But Woo noted that the NEP had re-emerged in the New Economic Model (NEM) under the Najib administration, calling it “old wine in a new bottle” with no difference between the two policies.

Failure to introduce economic policies based on income level will weaken the country’s economy, Woo cautioned, citing brain drain and capital flight.

Earlier in his public lecture at the “Malaysiaku: Rice Festival” titled “Changing the course of the Malaysian economy and the ringgit”, Woo outlined five measures to end Malaysia’s stagnation in economic growth.

These measures are putting in need-based policies and merit-based practices to replace race-based policies, unleashing tertiary education, freeing the markets to improve national competitiveness and to upgrade administrative performance.

The NEP was originally planned to eradicate poverty among Malaysians and narrow the economic gap between the Malays and the ethnic Chinese, by redistributing wealth to promote a 30 per cent economic ownership by the Bumiputera.

Although technically expiring in 1990, many of the NEP’s race-based policies continue to be enforced and even expanded, resulting in simmering discontent among the non-Bumiputera communities, who complain that it deprives them of equal treatment and opportunities.

A year after coming into power in 2009, Prime Minister Datuk Seri Najib Razak launched the NEM on March 30, 2010, with an eye on doubling the nation’s per capita income by the year 2020 to an estimated US$15,000 (RM49,500).

The three underlying themes of the NEM were “high income, sustainability and inclusiveness”, as the prime minister stressed on the need to reduce fiscal disparity between the rich and poor without relying on affirmative action policies like those in the NEP.

But critics were quick to argue that Najib’s NEM was merely a watered-down version of the NEP.

On September 14, 2013, Najib announced the new Bumiputera Agenda that will offer the country’s largest community access to over RM30 billion in aid and contracts — an apparent continuation of the very system of NEP-like affirmative action that he had pledged to do away with under the NEM.

- _MATERIAL SHOWN_

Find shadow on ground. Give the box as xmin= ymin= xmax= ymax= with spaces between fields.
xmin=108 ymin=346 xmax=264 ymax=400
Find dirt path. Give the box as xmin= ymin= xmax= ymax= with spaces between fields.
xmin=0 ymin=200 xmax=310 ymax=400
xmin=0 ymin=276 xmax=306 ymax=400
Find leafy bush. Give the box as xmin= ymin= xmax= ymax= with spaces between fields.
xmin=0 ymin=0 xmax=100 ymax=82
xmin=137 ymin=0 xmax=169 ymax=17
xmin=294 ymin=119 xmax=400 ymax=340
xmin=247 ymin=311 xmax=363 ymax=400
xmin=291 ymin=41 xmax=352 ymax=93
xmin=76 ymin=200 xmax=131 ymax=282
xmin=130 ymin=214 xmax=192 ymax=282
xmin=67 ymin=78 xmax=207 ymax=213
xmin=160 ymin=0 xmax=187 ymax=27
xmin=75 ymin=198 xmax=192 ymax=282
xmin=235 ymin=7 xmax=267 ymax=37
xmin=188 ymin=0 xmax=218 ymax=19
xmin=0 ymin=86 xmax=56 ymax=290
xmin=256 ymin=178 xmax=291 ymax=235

- _WORK TO DO_
(a) In the text on Malaysia's economic policies:
(i) On what date did Najib launch the NEM?
(ii) What percentage of economic ownership by the Bumiputera did the NEP aim to promote?
(iii) What phrase did Woo use to describe the NEM?
(b) Quote the text on Malaysia's economic policies word for word from "A year after" to "under the NEM.".
Answer using only the text above, not the records.

- _RESPONSES IN ORDER_
(a)
(i) March 30, 2010
(ii) 30 per cent
(iii) "old wine in a new bottle"

(b)
A year after coming into power in 2009, Prime Minister Datuk Seri Najib Razak launched the NEM on March 30, 2010, with an eye on doubling the nation’s per capita income by the year 2020 to an estimated US$15,000 (RM49,500).

The three underlying themes of the NEM were “high income, sustainability and inclusiveness”, as the prime minister stressed on the need to reduce fiscal disparity between the rich and poor without relying on affirmative action policies like those in the NEP.

But critics were quick to argue that Najib’s NEM was merely a watered-down version of the NEP.

On September 14, 2013, Najib announced the new Bumiputera Agenda that will offer the country’s largest community access to over RM30 billion in aid and contracts — an apparent continuation of the very system of NEP-like affirmative action that he had pledged to do away with under the NEM.